Goal: Copy out the rows word for word, starting with the line that has "Extract bright sky" and going on through the line that has "xmin=909 ymin=0 xmax=1100 ymax=314", both included. Leave the pictures out.

Exercise input:
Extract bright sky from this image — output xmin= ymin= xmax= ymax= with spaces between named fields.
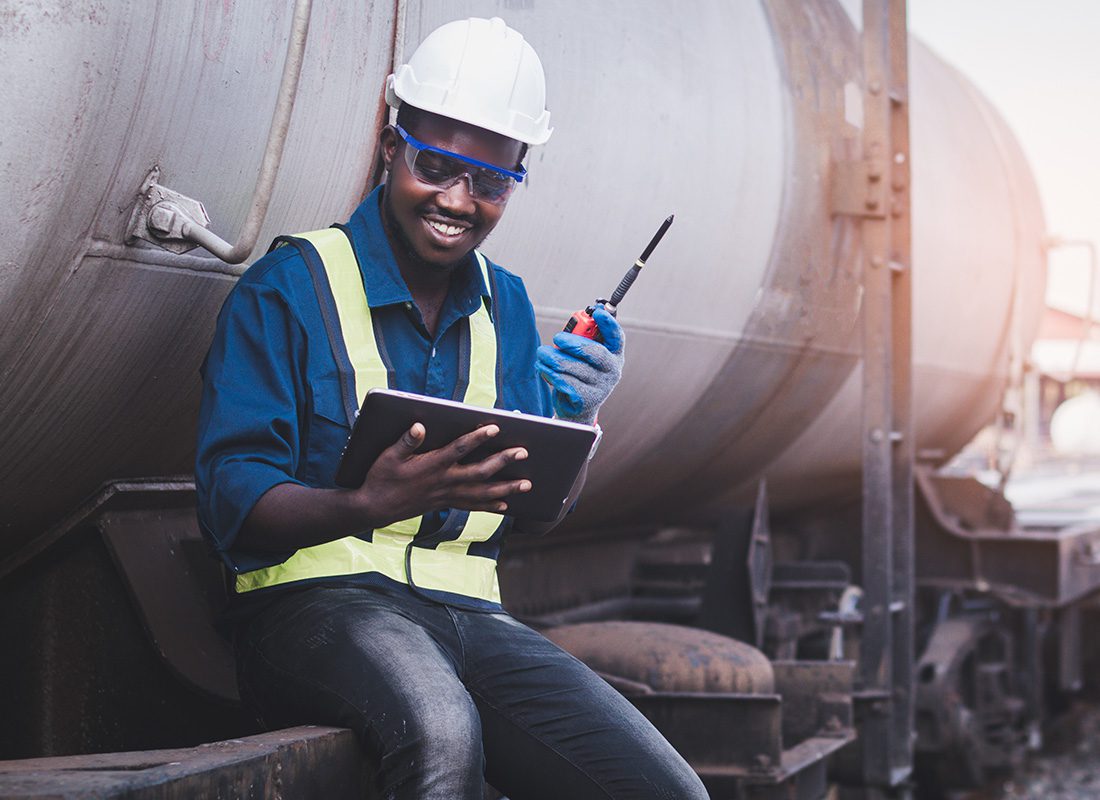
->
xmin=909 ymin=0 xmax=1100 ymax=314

---

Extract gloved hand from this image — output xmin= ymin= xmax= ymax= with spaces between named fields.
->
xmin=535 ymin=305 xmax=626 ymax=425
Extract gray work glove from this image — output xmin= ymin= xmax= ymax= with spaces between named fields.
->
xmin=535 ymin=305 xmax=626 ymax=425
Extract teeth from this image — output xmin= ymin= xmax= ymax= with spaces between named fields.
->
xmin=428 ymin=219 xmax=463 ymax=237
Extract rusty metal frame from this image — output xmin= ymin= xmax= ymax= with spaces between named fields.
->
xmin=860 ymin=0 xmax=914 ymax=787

* * *

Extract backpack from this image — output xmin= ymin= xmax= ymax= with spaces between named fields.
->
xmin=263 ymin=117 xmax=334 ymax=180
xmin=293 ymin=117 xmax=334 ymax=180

Response below:
Extract bright sky from this image — output xmin= ymin= xmax= ymax= with spaces between named fields.
->
xmin=909 ymin=0 xmax=1100 ymax=314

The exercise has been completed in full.